PROBLEM: Restate the records word for word, omitting nothing.

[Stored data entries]
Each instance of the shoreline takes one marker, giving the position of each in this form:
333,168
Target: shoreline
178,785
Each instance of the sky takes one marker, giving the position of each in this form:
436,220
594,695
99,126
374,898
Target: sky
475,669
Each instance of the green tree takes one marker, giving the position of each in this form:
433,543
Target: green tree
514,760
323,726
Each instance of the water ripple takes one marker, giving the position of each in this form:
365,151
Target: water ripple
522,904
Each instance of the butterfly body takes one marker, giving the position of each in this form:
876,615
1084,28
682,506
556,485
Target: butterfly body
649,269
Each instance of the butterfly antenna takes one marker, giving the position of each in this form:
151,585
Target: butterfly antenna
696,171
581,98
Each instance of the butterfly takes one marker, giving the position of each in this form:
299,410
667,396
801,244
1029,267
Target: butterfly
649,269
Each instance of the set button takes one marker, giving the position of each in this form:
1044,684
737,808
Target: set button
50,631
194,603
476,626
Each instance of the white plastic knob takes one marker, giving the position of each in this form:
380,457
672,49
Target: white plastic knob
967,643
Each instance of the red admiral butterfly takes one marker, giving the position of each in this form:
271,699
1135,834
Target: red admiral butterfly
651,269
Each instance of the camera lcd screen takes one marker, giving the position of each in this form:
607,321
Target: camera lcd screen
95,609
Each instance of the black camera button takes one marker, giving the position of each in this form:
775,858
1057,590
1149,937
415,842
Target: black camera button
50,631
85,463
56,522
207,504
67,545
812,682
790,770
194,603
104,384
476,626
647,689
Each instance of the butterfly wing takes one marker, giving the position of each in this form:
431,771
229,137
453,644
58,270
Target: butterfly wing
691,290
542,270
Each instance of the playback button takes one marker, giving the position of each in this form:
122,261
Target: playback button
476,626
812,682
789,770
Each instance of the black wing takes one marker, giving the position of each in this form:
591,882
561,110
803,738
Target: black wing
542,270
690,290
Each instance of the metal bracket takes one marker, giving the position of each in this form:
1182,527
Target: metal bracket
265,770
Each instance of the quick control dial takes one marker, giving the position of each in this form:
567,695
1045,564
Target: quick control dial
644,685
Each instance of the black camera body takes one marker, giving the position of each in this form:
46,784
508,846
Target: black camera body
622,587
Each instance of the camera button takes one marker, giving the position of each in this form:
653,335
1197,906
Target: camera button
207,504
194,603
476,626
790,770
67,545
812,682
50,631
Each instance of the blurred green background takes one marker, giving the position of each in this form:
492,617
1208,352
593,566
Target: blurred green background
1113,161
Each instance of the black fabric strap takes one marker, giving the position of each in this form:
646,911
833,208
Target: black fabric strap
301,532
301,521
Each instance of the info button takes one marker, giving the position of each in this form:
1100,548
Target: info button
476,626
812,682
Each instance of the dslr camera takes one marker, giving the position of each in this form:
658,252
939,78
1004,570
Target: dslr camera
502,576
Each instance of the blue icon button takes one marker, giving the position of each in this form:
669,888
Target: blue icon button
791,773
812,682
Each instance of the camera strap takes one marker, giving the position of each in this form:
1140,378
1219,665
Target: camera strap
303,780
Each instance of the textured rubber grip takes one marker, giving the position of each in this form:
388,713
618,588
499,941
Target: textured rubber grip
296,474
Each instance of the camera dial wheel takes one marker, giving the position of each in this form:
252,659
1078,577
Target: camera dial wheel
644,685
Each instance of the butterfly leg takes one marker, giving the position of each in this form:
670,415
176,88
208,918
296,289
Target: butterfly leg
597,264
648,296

RESULT:
Each instance of the shoreline takes one marker, giving the position of each in this form:
333,168
Target: shoreline
178,785
Each instance of the sky takes one marker, giving the position of each in this form:
436,220
594,695
99,126
374,898
Target: sky
475,669
Each instance of the green tree takes one marker, giving the position of each in this form:
433,543
Target: green tree
514,760
323,726
Each instance of the water ripple takes one marker, giving the position of each in this form:
365,151
Target: water ripple
522,904
Each instance of the butterfly body takes one marker, giving the position of each in this form:
876,615
1084,28
682,506
556,485
Target: butterfly body
649,269
Each instance of the butterfly antenna takes one marker, giving the position of each in this form:
151,585
Target: butterfly antenna
696,171
581,98
Each instance of the butterfly takes one marker, giving the position of each in this form:
299,410
667,396
801,244
1029,267
Target: butterfly
649,269
Each instance of the set button takes one marker, giving the position of each in this form:
1044,684
737,808
Target: set button
50,631
194,603
476,626
Each instance of the white plastic knob takes one marker, giving the position of each in this form:
380,457
672,49
Target: white plastic knob
967,643
Each instance of the red admiral butterfly takes one marker, giving the position of each in this form:
271,699
1135,834
Target: red admiral butterfly
651,269
Each instance of the camera lcd screen takes one marker, giving the position of each in this form:
607,321
Target: camera lcd screen
95,609
Each instance of the black camera button takes one marker, giving the position of each in this form:
775,858
1057,590
1149,937
415,842
Target: black camera button
50,631
85,463
56,522
207,504
67,545
812,682
790,770
194,603
104,384
476,626
647,689
Each instance of the butterfly wing takes one marker, giving the position of each in this form:
431,771
229,137
453,644
58,270
Target: butterfly wing
691,290
542,270
Each instance of the playback button takes one marker, giving the position of each in this form:
122,261
Target: playback button
476,626
812,682
789,770
Each instance of the black wing takes one marker, giving the position of each in this form:
591,882
561,110
803,738
Target: black wing
542,270
690,290
Each instance of the metal bracket takes one marker, giving the position of each in this form:
1182,527
Target: metal bracket
265,770
Each instance of the quick control dial takes one marker, giving the position of each in this form:
567,695
1045,564
Target: quick control dial
644,685
Each instance of the black camera body takes one marker, giving the position of each in this form:
46,784
508,846
Target: black camera body
622,587
Each instance of the camera button takes one marker, giving the position of each in this form:
653,335
1197,906
Target: camera button
207,504
194,603
476,626
790,770
67,545
812,682
50,631
Each instance of the blurred green background takes one marker, giving the position of each in this form:
492,617
1208,352
593,566
Target: blurred green background
1113,161
Each instance of the black fabric strap takes one marker, giving the position of each in this form:
646,911
833,208
Target: black fabric strap
301,532
301,521
Each instance of the info button takes one marker, giving the position of each in this form:
1100,548
Target: info button
476,626
812,682
Each instance of the dslr camera takes one marker, giving the position of each in this form:
658,252
939,78
1004,570
Target: dslr camera
502,576
Each instance of the blue icon button takes one marker, giving the position of each in this form:
669,888
Target: blue icon button
791,773
812,682
Each instance of the camera strap takes one marker, giving the position of each in this form:
1140,378
1219,665
Target: camera strap
303,780
Each instance of the textured rubber grip takes one marker, giving the position of each in this form:
388,713
618,588
499,941
Target: textured rubber grip
296,474
Each instance of the camera dial wheel takes one marker, giving the position of each in this form:
252,659
1078,577
Target: camera dial wheel
644,685
Each instance of the butterfly leg takes one marker, giving the position of each in this form:
670,415
176,88
208,918
296,289
Target: butterfly leg
597,264
648,296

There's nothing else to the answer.